Sunday, May 01, 2005

Good Posts on Judicial Filibusters

As Patterico blogged The Volokh Conspiracy has had a couple of excellent posts about judicial filibusters in recent days. Juan Non-Volokh says that, contrary to recent claims by Democrats and their shills, President Bush has the lowest appellate nominee confirmation rate of the last three Presidents. And that’s even before he has hit lame duck status! Meanwhile, Todd Zywicki analyzes the history of the filibuster, and says that (contrary to Harry Reid) it has traditionally been thought of as a tool to ensure full debate, rather than as a minority veto.

Juan Non-Volokh blogged In today's NYT, Princeton's Sean Wilentz has a letter (second item) responding to Bob Dole's op-ed on the filibuster of President Bush's judicial nominees. Republicans obstruction of Clinton's nominees "was much more 'extraordinary' than anything since," Wilentz claims. His evidence is the rate at which appellate nominees were confirmed.

between 1995, when the Republicans regained control of the Senate, and 2001, the Republican majority blocked 35 percent of President Bill Clinton's nominees to the federal appeals bench without giving them an up-or-down vote. Many did not even receive a hearing.

By contrast, President Bush has, since 2001, nominated 34 candidates to the federal circuit courts, 10 of whom the Democrats have blocked with filibusters - or just under 30 percent.
Wilentz is not comparing apples with apples here. He's comparing the rate of appellate confirmations under Clinton during a time period when there was a Senate controlled by the opposition party with the rate of appellate confirmations under Bush during a time period when the opposition party was only in control for a short time. To do this Wilentz omits data from the first two years of Clinton's Presidency when Democrats controlled the Senate. Why does he present this selective data? Perhaps because it helps him make his argument. If one looks at the overall confirmation rate of appellate nominees, his claim completly falls apart.
Bush 41 - 78 percent confirmed
Clinton - 74 percent confirmed
Bush 43 - 67 percent confirmed
President Bush has the lowest appellate nominee confirmation rate of the last three Presidents. This is even more remarkable because, of the three, President Bush has had the Senate under the control of the opposition party for the least amount of time. Democrats have controlled the Senate for less than half of Bush's Presidency. Clinton got more of his appellate nominees confirmed, even though the Senate was under opposition control for 75 percent of his Presidency.

Written tasks:
(a) Reproduce everything from "By contrast, President" down to "completly falls apart." in the post on judicial filibusters, changing each occurrence of "appellate confirmations" to "circuit court confirmations".
(b) According to the post on judicial filibusters, what percentage of Clinton's appellate nominees were confirmed?

Records:
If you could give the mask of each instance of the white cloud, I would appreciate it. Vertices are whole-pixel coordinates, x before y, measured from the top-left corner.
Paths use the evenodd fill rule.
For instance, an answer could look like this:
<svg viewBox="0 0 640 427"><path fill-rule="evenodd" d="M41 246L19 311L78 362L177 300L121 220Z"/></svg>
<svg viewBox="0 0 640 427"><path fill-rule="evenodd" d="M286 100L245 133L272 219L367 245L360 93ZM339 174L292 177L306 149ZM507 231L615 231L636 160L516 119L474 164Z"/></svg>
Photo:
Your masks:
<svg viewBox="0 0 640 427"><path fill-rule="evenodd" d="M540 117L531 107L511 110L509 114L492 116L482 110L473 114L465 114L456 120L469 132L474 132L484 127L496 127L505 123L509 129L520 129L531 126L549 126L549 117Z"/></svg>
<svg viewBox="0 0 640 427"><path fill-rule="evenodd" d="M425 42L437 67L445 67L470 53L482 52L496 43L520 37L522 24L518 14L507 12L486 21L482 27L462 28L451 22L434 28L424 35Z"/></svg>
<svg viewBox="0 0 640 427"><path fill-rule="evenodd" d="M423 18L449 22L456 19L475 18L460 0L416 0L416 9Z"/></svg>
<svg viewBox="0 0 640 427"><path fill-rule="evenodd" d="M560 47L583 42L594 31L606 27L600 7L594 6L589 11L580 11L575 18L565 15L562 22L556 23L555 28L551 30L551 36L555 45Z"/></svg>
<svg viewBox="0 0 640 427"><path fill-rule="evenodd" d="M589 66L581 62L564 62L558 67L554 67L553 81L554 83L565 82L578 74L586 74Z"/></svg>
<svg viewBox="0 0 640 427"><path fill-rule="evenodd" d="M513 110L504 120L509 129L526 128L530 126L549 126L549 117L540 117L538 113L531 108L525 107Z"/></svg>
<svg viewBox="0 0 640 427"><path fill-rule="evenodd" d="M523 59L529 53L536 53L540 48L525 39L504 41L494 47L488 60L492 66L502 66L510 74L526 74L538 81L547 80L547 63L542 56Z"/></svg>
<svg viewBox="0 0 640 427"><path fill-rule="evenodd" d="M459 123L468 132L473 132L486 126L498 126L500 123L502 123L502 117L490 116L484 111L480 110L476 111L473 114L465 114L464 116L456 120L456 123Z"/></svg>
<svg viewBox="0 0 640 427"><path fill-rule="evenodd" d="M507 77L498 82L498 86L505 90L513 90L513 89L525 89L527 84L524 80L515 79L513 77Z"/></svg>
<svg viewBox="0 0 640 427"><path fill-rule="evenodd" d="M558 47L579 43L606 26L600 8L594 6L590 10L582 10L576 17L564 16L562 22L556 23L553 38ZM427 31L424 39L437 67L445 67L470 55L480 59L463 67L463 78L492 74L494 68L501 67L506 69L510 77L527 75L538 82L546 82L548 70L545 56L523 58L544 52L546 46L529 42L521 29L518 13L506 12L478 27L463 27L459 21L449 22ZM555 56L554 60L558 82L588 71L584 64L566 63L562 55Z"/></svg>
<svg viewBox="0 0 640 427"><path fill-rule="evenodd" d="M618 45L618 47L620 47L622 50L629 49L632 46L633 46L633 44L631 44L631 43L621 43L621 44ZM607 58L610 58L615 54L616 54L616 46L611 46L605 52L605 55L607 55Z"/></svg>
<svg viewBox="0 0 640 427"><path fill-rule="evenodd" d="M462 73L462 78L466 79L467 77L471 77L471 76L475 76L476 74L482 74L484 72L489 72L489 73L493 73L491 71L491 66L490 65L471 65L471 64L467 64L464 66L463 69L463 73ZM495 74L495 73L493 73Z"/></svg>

==

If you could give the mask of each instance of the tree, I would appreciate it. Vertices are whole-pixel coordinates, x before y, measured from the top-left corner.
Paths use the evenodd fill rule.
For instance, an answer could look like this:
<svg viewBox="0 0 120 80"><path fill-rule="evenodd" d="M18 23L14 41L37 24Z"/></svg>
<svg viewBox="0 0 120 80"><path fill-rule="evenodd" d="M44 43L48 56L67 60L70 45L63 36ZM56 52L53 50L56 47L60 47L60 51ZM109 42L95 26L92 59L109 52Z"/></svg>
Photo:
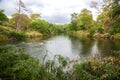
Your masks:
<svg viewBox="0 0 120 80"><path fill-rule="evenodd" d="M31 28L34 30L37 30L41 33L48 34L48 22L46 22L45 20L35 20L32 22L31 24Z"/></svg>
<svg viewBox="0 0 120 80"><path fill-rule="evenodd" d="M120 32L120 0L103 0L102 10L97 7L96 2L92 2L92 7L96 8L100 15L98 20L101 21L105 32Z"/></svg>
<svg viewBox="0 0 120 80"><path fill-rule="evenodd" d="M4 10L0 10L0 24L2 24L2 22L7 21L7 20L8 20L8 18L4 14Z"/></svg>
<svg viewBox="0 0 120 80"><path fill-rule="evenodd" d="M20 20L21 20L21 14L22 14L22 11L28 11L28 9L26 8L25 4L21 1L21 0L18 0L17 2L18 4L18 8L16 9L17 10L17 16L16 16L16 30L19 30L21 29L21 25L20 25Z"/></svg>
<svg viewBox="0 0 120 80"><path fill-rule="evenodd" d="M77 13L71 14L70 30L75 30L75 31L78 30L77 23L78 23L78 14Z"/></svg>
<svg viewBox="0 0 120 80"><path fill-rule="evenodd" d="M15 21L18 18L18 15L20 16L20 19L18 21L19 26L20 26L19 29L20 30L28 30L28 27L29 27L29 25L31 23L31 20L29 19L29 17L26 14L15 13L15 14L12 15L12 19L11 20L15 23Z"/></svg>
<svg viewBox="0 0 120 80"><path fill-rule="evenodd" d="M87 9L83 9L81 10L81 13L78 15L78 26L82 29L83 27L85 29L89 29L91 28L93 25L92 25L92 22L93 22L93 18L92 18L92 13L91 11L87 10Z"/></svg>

Exercise solutions:
(a)
By contrast, President Bush has, since 2001, nominated 34 candidates to the federal circuit courts, 10 of whom the Democrats have blocked with filibusters - or just under 30 percent.
Wilentz is not comparing apples with apples here. He's comparing the rate of circuit court confirmations under Clinton during a time period when there was a Senate controlled by the opposition party with the rate of circuit court confirmations under Bush during a time period when the opposition party was only in control for a short time. To do this Wilentz omits data from the first two years of Clinton's Presidency when Democrats controlled the Senate. Why does he present this selective data? Perhaps because it helps him make his argument. If one looks at the overall confirmation rate of appellate nominees, his claim completly falls apart.

(b) 74 percent.